- [DIRECTIVES]
1/ Can you give the patent text on ink level detection again from "CROSS-REFERENCE TO RELATED" through "entirety by reference.", substituting "content" for "disclosure"?
2/ Could you rewrite part of the listing as a JSON list of strings, one string per line and blank lines left out, beginning at the line that has "draw the outline of the bird's wing" and stopping after the last line of the listing?

- [TEXT BLOCK]
Ink level detecting apparatus having optical fiber to detect the ink level in inkjet printer

Abstract

An ink level detecting apparatus usable with an inkjet printer, which uses an optical fiber to detect the ink level. The ink level detecting apparatus includes: an ink tank having an ink outlet; an optical fiber disposed near the ink tank; a light source which is disposed at a front end of the optical fiber and emits light; a light receiving sensor which is disposed at a rear end of the optical fiber and senses light propagating through the optical fiber; and a pressuring unit which presses the optical fiber so as to bend the optical fiber according to the weight of the ink tank.

Description

CROSS-REFERENCE TO RELATED APPLICATIONS

This application claims the priority of Korean Patent Application No. 2005-64066, filed on Jul. 15, 2005 in the Korean Intellectual Property Office, the disclosure of which is incorporated herein in its entirety by reference.

- [RECORDS FOR THE TASK]
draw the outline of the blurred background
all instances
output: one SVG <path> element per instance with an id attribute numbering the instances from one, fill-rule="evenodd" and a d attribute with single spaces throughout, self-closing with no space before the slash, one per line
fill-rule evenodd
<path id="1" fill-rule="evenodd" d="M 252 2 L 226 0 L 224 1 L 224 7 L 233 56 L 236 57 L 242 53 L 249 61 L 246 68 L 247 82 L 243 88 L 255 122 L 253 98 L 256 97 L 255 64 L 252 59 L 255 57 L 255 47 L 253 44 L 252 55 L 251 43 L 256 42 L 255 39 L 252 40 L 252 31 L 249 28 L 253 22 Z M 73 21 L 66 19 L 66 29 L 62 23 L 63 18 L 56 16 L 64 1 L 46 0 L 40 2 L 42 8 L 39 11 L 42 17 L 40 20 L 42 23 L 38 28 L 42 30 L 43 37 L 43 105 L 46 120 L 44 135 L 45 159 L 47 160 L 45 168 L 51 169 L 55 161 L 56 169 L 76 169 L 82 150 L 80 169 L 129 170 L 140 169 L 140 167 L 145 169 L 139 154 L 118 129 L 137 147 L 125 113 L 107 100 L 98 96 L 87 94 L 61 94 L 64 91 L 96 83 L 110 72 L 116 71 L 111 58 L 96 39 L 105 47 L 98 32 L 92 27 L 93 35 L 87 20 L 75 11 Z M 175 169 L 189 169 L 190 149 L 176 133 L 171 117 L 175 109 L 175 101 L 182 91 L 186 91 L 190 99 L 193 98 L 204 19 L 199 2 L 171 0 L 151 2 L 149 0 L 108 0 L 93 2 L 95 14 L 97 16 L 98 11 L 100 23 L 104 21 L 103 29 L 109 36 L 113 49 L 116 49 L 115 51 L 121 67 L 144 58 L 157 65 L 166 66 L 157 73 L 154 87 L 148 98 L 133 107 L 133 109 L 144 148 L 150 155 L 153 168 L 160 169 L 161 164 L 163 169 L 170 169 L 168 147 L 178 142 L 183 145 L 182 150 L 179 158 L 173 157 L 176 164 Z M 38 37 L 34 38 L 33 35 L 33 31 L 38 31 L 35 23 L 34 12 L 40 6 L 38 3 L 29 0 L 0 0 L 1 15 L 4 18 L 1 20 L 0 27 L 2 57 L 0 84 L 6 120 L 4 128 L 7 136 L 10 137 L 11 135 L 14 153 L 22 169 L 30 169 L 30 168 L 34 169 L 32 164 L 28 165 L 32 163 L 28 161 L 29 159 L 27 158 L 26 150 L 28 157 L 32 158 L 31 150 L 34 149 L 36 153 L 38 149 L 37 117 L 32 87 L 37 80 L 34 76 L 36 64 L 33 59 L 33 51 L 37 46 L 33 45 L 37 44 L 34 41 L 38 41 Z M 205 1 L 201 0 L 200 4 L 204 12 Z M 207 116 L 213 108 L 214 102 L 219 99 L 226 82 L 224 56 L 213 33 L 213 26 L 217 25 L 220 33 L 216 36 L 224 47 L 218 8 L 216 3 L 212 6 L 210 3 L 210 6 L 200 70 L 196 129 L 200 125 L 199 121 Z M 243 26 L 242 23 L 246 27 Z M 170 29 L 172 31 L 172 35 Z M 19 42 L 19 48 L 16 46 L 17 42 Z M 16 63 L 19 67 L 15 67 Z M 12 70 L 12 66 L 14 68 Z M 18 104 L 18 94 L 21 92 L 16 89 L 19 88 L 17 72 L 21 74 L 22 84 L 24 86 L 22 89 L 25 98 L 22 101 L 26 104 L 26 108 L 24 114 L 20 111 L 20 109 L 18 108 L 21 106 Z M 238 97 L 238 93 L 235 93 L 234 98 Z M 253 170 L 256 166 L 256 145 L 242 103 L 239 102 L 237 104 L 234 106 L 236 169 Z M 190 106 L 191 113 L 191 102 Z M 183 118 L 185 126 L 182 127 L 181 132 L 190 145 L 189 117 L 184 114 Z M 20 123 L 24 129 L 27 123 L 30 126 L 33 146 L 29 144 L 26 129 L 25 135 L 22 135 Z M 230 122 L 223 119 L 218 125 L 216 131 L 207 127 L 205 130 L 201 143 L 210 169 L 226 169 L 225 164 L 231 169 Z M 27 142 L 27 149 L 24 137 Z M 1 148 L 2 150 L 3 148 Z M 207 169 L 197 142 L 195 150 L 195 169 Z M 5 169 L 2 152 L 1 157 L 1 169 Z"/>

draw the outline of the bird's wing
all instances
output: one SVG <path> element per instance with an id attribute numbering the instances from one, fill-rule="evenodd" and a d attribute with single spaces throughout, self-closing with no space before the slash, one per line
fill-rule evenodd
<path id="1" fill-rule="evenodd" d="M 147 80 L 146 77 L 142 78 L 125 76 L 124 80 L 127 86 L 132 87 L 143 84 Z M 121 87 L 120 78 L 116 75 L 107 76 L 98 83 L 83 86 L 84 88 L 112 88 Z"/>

- [TASK RESPONSES]
1/
CROSS-REFERENCE TO RELATED APPLICATIONS

This application claims the priority of Korean Patent Application No. 2005-64066, filed on Jul. 15, 2005 in the Korean Intellectual Property Office, the content of which is incorporated herein in its entirety by reference.

2/
[
  "draw the outline of the bird's wing",
  "all instances",
  "output: one SVG <path> element per instance with an id attribute numbering the instances from one, fill-rule=\"evenodd\" and a d attribute with single spaces throughout, self-closing with no space before the slash, one per line",
  "fill-rule evenodd",
  "<path id=\"1\" fill-rule=\"evenodd\" d=\"M 147 80 L 146 77 L 142 78 L 125 76 L 124 80 L 127 86 L 132 87 L 143 84 Z M 121 87 L 120 78 L 116 75 L 107 76 L 98 83 L 83 86 L 84 88 L 112 88 Z\"/>"
]